|Publication number||US5541617 A|
|Application number||US 08/271,858|
|Publication date||Jul 30, 1996|
|Filing date||Jul 7, 1994|
|Priority date||Oct 21, 1991|
|Publication number||08271858, 271858, US 5541617 A, US 5541617A, US-A-5541617, US5541617 A, US5541617A|
|Inventors||Peter J. Connolly, Steren G. Ow, Robert D. McCarthy|
|Original Assignee||Connolly; Peter J., Ow; Steren G., Mccarthy; Robert D.|
|Export Citation||BiBTeX, EndNote, RefMan|
|Patent Citations (6), Non-Patent Citations (2), Referenced by (56), Classifications (6), Legal Events (10)|
|External Links: USPTO, USPTO Assignment, Espacenet|
This is a continuation-in-part of the patent application of Steven Ow et al., Ser. No. 07/779,895 filed on Oct. 21, 1991 and issued Sep. 20, 1994, as U.S. Pat. No. 5,849,365.
1. Field of the Invention
The present invention relates to antennas. More specifically, the present invention relates to quadrifilar helix antennas.

WHAT YOU HAVE TO DO:
Pick up the antenna patent text after its last sentence and continue it.

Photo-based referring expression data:
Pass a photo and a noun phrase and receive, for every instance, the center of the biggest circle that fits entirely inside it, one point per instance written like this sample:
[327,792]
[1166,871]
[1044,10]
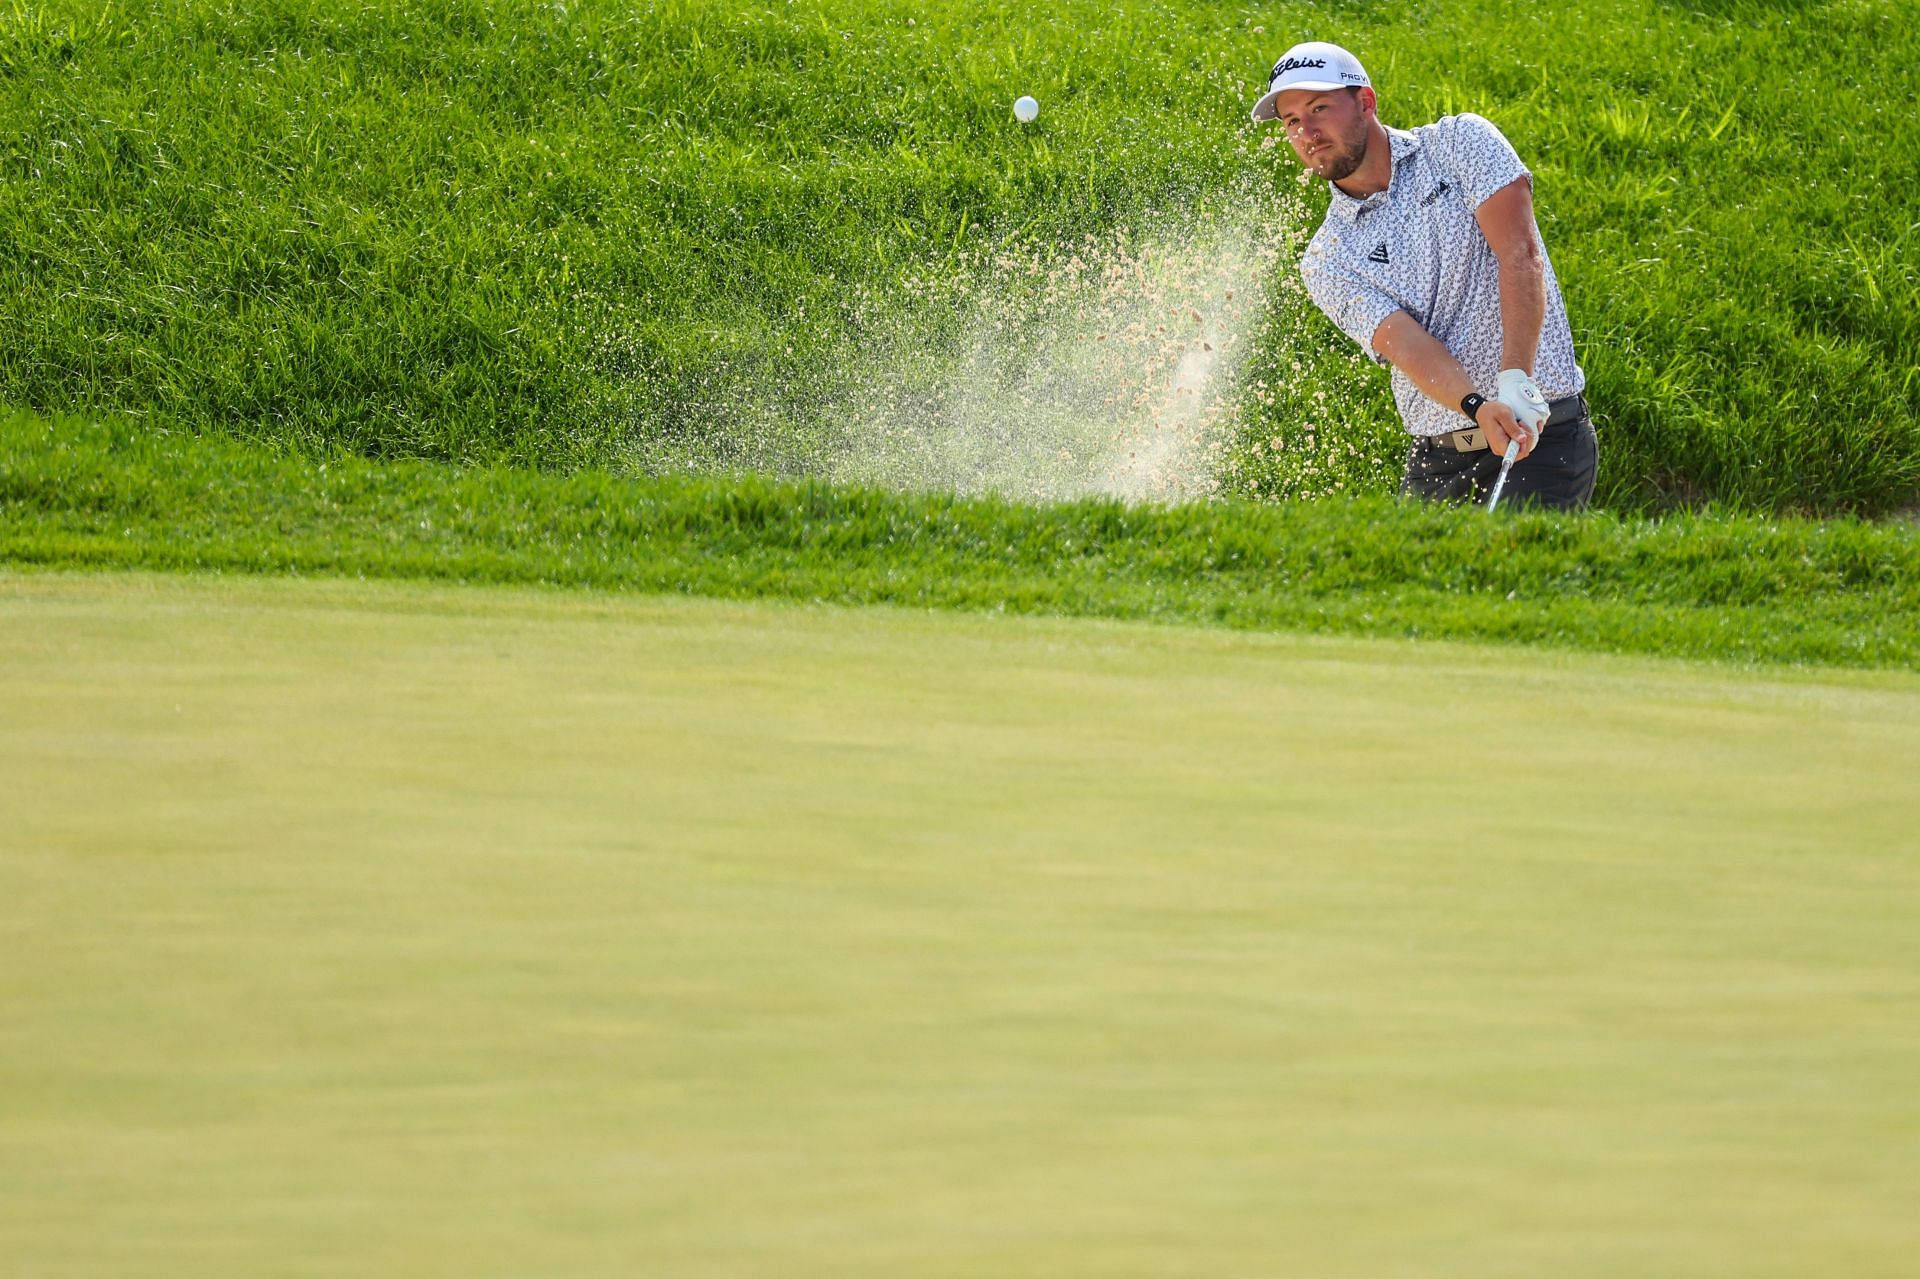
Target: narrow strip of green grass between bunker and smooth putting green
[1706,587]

* * *

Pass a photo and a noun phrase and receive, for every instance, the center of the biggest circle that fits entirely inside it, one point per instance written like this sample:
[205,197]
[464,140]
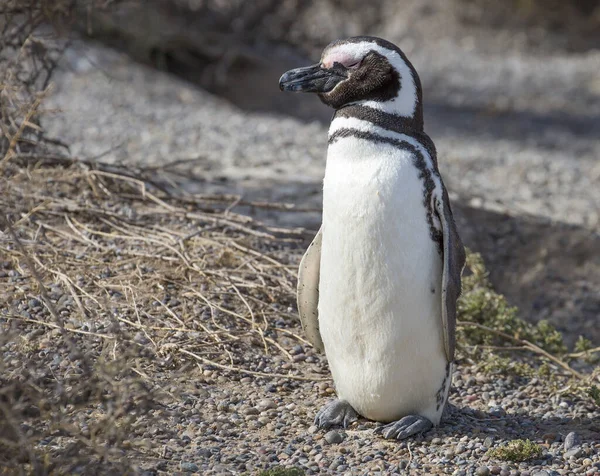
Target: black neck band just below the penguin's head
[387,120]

---

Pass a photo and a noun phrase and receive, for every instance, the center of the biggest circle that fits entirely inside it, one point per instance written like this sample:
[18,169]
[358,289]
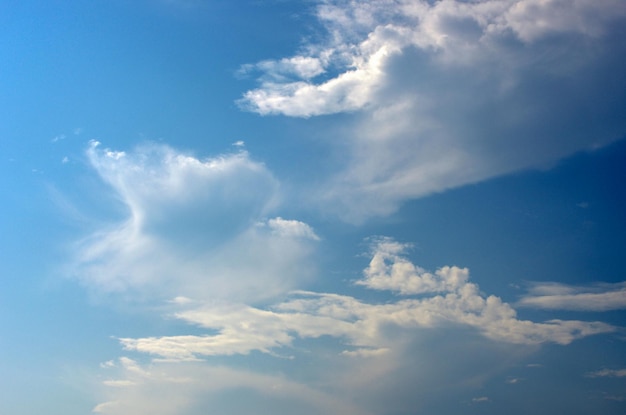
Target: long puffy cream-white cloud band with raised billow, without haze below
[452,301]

WRITTEN RESPONSE:
While the present invention is described herein with reference to illustrative embodiments for particular applications, it should be understood that the invention is not limited thereto. Those having ordinary skill in the art and access to the teachings provided herein will recognize additional modifications, applications, and embodiments within the scope thereof and additional fields in which the present invention would be of significant utility.
2. Description of the Related Art
The Global Positioning System (GPS) provides accurate position information in three dimensions (latitude, longitude, altitude). Position location is facilitated by a constellation of satellites. Each GPS satellite continuously transmits precise time and position data. GPS receivers read signals transmitted from three or more satellites and calculate the user's position based on the distance therefrom. In addition to position information, other navigation information may be calculated including range, bearing to destination, speed and course over ground, velocity, estimated time of arrival and cross track error. The accuracy of the calculation is dependent on the quality of the signal detected from the satellite. Hence, the system requires a sufficiently accurate receiver and antenna arrangement. Specifically, the antenna must be small and portable with an omnidirectional beam pattern broad enough to detect signals from satellites located anywhere in the hemisphere. For this purpose, the quadrifilar helix antenna has been found to be well suited.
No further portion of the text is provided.